* **Dataset content**
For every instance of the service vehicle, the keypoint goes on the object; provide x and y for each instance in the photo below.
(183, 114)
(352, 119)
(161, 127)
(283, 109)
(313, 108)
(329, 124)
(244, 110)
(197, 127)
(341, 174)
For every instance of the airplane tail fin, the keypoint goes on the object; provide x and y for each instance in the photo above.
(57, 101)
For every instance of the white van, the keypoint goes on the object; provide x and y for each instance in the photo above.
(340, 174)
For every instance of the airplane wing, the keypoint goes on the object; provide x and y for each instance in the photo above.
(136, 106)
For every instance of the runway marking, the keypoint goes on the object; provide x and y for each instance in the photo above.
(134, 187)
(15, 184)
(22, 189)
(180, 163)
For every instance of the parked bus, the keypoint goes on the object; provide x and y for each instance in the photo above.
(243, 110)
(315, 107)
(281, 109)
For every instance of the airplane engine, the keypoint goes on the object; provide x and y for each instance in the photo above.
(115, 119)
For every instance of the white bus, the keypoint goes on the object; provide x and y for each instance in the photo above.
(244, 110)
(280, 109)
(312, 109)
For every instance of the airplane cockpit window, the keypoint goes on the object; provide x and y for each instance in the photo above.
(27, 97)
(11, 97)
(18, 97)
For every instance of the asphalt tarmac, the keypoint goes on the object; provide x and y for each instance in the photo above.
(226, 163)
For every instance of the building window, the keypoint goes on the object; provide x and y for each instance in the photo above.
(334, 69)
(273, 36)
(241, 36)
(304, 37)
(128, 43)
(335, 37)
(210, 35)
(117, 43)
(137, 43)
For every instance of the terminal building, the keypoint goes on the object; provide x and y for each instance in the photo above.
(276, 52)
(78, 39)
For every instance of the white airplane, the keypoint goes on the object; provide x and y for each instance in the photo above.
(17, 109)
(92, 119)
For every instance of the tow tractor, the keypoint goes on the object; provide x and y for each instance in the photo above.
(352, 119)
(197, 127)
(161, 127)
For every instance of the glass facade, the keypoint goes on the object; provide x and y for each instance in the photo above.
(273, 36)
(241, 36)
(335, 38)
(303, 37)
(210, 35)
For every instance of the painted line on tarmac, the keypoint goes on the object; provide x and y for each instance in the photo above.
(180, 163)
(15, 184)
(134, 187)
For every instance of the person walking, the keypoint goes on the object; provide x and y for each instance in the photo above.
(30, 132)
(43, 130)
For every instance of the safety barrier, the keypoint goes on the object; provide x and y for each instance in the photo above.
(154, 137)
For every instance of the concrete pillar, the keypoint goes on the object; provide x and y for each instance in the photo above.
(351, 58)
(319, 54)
---
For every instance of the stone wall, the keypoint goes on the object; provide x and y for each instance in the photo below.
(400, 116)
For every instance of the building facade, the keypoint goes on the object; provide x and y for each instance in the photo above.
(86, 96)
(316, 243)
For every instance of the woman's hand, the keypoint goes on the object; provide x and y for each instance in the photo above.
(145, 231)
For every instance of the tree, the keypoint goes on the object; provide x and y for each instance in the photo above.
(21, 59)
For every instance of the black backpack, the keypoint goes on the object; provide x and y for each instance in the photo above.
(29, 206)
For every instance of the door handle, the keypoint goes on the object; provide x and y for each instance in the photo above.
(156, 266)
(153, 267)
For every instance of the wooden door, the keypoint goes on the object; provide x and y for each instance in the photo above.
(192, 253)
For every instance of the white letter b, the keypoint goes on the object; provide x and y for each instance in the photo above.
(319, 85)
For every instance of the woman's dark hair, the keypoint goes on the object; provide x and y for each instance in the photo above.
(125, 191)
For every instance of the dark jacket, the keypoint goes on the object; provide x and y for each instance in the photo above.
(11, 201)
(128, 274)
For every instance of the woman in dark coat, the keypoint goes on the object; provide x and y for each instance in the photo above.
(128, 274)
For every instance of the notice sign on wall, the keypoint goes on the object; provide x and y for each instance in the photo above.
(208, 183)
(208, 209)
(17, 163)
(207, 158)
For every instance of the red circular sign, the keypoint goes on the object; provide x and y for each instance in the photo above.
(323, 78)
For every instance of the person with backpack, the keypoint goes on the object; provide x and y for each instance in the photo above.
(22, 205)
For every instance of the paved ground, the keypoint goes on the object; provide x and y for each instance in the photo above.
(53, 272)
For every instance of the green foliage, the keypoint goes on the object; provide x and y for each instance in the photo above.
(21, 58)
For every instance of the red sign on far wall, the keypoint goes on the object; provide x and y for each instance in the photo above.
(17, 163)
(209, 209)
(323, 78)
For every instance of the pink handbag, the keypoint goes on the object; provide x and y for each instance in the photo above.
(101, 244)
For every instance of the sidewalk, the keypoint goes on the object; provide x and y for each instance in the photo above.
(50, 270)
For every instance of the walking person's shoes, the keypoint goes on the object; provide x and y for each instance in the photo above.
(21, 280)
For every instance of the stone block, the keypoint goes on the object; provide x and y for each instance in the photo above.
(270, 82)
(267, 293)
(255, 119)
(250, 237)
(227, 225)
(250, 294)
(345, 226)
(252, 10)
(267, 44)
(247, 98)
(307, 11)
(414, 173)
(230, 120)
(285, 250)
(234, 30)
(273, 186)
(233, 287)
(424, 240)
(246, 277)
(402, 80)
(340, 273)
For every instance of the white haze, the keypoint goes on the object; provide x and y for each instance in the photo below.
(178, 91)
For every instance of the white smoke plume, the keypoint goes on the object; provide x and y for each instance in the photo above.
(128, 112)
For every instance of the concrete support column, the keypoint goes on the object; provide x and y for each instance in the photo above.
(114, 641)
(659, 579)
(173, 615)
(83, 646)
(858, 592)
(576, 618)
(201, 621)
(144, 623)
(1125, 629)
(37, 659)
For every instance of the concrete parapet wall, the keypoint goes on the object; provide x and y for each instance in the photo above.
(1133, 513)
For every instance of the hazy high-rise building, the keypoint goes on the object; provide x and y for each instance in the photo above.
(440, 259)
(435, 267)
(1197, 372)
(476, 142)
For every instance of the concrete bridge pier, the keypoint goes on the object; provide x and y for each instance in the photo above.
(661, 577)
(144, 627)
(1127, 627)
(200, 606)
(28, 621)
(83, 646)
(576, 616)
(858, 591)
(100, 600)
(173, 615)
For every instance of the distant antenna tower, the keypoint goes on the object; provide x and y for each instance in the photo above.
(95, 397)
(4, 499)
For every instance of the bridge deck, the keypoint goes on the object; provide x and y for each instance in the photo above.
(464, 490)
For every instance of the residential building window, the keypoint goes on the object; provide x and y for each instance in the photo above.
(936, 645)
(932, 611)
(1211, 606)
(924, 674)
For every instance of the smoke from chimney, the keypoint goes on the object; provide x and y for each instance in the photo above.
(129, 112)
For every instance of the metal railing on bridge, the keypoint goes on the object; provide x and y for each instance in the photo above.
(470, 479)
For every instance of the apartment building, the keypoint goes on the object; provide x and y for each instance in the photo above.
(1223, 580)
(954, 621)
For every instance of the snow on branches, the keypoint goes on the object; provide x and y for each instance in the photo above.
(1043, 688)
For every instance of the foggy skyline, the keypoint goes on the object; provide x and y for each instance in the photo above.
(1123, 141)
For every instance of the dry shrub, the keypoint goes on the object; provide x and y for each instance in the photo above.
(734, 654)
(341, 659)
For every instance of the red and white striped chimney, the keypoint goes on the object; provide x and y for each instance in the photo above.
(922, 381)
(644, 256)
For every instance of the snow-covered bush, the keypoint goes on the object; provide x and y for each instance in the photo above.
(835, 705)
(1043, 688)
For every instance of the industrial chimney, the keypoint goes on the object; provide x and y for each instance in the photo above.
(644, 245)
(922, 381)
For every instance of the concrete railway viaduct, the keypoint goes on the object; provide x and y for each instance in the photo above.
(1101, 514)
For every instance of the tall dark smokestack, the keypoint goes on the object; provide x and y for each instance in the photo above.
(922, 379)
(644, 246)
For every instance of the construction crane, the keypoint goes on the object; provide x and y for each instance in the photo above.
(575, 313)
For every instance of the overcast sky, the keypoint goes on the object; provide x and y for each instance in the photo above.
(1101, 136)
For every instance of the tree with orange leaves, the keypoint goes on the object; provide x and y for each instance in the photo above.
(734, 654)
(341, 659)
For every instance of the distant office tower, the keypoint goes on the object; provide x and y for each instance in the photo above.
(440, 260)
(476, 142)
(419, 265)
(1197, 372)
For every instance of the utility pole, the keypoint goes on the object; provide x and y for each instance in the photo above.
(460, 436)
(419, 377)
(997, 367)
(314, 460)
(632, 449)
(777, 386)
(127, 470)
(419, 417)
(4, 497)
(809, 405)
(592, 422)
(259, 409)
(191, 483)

* **What is required**
Find each line above that contains the word "door" and copy every such line in full.

* **Task result**
For every instance of the door handle, the keypoint goes on the object; provide x and y for each instance in the photo above.
For every instance of the wooden door, the keypoint goes on the object; provide x and y for each instance in the photo above.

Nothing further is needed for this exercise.